Given records =

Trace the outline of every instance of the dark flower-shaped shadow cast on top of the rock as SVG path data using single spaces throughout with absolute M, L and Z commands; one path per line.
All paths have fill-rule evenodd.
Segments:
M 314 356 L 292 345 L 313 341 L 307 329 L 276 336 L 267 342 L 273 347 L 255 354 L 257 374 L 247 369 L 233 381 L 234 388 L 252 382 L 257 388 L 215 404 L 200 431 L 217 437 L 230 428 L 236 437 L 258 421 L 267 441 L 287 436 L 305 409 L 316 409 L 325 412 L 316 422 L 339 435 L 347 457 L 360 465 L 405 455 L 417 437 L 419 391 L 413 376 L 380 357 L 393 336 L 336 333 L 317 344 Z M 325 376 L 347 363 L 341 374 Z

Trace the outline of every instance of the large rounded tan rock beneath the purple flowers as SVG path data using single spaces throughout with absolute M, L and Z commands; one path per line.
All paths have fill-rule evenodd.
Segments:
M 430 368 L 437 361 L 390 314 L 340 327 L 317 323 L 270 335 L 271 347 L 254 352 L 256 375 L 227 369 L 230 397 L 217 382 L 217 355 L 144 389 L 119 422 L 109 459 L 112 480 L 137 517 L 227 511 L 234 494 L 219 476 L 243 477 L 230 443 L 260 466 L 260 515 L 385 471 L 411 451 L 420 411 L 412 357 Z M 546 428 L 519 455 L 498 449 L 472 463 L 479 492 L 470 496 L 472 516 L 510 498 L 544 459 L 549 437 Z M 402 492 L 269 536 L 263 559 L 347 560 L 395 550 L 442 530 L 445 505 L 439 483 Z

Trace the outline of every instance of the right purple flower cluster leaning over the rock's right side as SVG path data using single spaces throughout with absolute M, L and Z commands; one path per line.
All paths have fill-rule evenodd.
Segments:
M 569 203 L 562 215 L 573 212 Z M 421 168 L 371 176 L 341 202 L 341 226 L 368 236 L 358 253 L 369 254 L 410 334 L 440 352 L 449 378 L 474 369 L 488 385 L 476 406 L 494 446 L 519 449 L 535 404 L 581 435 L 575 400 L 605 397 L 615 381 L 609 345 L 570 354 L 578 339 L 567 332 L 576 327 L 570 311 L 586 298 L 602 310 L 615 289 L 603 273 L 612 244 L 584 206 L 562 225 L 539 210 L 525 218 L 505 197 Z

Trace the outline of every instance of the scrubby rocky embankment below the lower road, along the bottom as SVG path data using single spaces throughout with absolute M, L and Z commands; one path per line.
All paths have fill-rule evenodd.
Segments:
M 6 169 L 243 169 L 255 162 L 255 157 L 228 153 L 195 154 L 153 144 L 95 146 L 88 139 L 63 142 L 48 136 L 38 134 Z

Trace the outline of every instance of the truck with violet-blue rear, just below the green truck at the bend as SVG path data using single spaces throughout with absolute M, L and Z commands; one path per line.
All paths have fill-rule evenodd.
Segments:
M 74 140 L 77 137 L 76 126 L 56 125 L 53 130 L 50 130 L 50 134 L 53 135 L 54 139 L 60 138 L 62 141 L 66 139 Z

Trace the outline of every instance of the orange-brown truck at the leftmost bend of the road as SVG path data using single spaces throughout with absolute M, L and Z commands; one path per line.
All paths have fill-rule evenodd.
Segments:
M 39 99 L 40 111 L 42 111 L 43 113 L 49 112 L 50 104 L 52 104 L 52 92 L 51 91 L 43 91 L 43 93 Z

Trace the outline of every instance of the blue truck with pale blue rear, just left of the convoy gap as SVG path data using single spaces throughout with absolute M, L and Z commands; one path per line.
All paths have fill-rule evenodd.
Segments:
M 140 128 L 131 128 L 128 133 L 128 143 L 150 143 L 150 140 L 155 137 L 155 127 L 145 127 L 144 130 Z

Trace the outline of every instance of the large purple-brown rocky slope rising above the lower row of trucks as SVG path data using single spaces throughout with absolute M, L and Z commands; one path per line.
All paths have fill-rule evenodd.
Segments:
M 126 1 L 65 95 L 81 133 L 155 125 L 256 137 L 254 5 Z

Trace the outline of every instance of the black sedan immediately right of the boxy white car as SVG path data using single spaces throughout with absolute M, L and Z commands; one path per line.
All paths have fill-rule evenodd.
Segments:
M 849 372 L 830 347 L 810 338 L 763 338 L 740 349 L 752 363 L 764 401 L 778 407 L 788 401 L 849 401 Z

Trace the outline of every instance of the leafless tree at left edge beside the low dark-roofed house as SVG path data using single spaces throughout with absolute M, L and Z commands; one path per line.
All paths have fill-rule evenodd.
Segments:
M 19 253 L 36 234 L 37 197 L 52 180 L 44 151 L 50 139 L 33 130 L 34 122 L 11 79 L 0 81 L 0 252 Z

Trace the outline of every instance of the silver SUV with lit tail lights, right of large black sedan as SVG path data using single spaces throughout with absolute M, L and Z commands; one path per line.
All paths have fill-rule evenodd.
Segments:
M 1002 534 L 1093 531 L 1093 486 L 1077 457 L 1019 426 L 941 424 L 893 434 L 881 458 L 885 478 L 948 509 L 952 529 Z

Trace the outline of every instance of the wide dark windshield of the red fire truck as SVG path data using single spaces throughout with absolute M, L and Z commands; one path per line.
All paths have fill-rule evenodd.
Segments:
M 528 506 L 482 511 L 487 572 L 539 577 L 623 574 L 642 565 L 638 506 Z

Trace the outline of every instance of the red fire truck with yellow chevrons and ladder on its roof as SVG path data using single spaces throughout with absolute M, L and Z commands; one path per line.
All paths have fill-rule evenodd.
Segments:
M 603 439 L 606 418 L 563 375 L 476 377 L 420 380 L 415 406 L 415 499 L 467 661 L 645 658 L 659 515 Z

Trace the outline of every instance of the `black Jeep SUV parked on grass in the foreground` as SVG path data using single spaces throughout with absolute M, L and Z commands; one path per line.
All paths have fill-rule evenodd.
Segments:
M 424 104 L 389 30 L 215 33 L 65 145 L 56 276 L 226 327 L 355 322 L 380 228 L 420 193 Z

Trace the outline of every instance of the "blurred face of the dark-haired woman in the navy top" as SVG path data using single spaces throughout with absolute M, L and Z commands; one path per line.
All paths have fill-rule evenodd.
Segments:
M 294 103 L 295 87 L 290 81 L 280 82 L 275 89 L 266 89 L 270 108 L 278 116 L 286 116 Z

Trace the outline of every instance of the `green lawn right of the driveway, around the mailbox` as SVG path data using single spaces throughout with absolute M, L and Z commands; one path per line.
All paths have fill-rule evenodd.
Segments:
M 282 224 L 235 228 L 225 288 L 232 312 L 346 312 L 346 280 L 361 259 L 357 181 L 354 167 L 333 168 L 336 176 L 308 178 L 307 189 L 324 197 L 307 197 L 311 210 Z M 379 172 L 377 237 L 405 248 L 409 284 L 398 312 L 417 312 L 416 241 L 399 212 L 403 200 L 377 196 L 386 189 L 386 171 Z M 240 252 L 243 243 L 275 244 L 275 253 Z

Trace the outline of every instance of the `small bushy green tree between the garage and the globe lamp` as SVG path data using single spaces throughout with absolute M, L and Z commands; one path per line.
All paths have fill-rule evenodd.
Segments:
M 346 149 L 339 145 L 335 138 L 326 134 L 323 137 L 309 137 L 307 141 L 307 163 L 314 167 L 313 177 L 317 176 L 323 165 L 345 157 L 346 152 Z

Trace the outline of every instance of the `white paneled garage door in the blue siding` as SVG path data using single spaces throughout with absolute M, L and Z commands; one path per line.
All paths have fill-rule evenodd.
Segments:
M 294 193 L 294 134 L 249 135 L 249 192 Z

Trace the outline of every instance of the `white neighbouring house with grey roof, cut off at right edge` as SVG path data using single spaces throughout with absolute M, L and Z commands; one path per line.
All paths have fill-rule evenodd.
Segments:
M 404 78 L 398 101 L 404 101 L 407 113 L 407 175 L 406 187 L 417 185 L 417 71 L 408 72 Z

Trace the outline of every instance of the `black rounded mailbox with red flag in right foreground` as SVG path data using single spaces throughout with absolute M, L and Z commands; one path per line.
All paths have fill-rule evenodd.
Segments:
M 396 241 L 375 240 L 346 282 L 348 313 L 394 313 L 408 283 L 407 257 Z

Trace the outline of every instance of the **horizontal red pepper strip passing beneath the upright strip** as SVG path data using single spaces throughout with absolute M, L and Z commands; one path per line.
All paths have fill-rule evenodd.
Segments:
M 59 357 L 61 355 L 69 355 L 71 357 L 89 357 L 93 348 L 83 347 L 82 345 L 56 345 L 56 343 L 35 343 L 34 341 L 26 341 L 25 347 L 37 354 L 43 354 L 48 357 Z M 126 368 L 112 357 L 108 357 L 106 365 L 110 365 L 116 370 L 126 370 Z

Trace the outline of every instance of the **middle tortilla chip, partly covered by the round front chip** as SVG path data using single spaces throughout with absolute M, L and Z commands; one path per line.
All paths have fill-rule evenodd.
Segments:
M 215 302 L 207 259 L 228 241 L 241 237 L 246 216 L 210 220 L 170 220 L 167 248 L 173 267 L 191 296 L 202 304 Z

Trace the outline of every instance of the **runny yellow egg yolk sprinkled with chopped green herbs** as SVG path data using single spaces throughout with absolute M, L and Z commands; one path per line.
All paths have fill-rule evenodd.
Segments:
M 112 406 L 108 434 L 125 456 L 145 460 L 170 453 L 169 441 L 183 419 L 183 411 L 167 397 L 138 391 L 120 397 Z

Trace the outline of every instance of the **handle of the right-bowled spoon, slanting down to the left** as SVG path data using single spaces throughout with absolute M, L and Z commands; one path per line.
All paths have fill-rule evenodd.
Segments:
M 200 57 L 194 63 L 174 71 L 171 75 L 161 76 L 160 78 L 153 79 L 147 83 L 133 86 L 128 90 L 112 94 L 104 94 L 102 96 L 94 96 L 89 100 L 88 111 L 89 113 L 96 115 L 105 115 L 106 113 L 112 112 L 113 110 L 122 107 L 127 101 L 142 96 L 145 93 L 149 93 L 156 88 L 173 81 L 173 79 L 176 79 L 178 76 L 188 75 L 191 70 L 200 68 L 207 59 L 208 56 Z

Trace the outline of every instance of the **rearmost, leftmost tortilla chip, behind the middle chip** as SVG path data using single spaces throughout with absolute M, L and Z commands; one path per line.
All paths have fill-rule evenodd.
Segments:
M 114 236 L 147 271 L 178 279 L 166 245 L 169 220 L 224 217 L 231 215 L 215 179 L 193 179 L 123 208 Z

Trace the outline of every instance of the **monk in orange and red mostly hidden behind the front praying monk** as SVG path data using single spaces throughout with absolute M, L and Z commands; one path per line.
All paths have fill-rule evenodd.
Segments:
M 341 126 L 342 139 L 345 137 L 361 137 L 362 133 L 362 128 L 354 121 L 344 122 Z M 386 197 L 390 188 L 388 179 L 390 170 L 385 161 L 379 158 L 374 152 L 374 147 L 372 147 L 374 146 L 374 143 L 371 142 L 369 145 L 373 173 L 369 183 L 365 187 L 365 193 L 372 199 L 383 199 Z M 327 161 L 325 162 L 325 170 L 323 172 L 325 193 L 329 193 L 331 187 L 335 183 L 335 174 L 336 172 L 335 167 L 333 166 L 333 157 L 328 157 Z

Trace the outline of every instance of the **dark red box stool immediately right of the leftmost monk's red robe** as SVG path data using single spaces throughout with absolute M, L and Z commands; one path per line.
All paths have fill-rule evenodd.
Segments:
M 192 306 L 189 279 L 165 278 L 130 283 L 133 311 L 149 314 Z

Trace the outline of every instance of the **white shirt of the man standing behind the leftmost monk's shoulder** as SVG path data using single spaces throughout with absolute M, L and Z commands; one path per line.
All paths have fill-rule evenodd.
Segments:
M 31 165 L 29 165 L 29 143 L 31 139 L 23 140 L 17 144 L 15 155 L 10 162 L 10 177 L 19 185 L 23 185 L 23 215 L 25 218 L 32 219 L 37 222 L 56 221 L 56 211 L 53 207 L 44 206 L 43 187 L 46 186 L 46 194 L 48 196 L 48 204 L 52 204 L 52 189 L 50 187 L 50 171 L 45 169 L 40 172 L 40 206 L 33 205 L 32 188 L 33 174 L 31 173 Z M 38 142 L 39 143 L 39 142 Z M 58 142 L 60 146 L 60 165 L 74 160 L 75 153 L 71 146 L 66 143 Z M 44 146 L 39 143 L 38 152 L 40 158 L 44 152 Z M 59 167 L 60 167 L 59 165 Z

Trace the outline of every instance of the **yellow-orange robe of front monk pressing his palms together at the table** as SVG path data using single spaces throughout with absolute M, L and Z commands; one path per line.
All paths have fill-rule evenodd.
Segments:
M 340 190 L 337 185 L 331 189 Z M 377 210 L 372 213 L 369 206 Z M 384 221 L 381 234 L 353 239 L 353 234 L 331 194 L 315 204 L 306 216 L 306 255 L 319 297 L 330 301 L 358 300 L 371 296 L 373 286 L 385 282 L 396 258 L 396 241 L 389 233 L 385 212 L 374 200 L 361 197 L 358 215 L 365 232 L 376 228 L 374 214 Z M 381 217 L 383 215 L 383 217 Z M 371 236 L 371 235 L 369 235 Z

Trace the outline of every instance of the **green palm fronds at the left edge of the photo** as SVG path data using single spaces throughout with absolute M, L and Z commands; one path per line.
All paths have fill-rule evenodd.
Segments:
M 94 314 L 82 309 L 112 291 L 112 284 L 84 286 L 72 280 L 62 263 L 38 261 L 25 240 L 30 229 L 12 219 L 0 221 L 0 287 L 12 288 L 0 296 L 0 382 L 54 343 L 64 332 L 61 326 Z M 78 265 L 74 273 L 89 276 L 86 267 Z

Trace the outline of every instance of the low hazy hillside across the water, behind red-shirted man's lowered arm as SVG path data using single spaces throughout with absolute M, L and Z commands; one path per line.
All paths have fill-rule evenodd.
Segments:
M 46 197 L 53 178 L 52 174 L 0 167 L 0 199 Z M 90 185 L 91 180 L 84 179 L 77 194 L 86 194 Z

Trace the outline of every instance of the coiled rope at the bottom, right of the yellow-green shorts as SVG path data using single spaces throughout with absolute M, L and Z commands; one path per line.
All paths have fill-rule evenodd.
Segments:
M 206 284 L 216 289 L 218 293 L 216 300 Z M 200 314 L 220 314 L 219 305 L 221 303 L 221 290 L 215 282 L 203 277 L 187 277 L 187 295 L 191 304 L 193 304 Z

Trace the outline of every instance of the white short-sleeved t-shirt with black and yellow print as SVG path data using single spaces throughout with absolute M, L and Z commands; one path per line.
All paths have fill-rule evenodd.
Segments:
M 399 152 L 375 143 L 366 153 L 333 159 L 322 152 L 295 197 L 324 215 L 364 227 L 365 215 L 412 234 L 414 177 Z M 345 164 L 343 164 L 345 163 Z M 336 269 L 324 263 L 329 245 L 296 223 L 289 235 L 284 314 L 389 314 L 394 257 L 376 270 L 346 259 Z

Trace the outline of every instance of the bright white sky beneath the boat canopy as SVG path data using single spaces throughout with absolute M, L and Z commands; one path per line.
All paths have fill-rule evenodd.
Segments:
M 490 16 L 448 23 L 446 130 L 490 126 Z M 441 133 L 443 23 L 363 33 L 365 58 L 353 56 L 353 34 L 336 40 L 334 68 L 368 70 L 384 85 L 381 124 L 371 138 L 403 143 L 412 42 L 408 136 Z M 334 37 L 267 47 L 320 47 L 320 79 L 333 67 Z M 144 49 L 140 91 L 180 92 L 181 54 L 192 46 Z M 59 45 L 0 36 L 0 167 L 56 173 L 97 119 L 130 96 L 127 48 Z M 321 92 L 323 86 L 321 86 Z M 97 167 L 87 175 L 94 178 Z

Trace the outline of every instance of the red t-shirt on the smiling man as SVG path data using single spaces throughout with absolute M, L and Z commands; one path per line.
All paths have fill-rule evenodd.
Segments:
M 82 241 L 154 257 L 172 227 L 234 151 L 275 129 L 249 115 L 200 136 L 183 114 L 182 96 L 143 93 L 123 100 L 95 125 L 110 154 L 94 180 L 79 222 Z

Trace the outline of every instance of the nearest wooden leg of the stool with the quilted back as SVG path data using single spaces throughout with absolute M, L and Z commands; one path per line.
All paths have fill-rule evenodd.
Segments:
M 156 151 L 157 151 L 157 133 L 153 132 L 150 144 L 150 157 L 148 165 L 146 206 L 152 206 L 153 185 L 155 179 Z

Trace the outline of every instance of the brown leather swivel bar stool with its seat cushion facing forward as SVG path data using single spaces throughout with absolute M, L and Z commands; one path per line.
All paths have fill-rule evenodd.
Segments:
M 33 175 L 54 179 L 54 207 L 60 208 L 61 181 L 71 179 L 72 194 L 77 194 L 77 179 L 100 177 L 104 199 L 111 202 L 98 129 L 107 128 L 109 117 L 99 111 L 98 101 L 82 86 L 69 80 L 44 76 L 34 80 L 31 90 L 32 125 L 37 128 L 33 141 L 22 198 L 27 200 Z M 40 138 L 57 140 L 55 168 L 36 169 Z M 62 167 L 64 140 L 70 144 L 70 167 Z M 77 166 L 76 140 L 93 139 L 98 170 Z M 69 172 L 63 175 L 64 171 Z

How to complete this task =
Each line above that contains the string "monk" should be copied.

Expected answer =
Trace the outline of every instance of the **monk in orange and red mostly hidden behind the front praying monk** as SVG path data using single spaces throughout with absolute M, L and Z commands; one path per line.
Trace the outline of every instance of the **dark red box stool immediately right of the leftmost monk's red robe** as SVG path data using single spaces throughout with absolute M, L and Z commands; one path per line.
Trace the outline of every instance of the **white shirt of the man standing behind the leftmost monk's shoulder** as SVG path data using single spaces throughout with absolute M, L and Z commands; one path per line.
Trace the outline of every instance of the **yellow-orange robe of front monk pressing his palms together at the table** as SVG path data using single spaces throughout with absolute M, L and Z commands; one path per line.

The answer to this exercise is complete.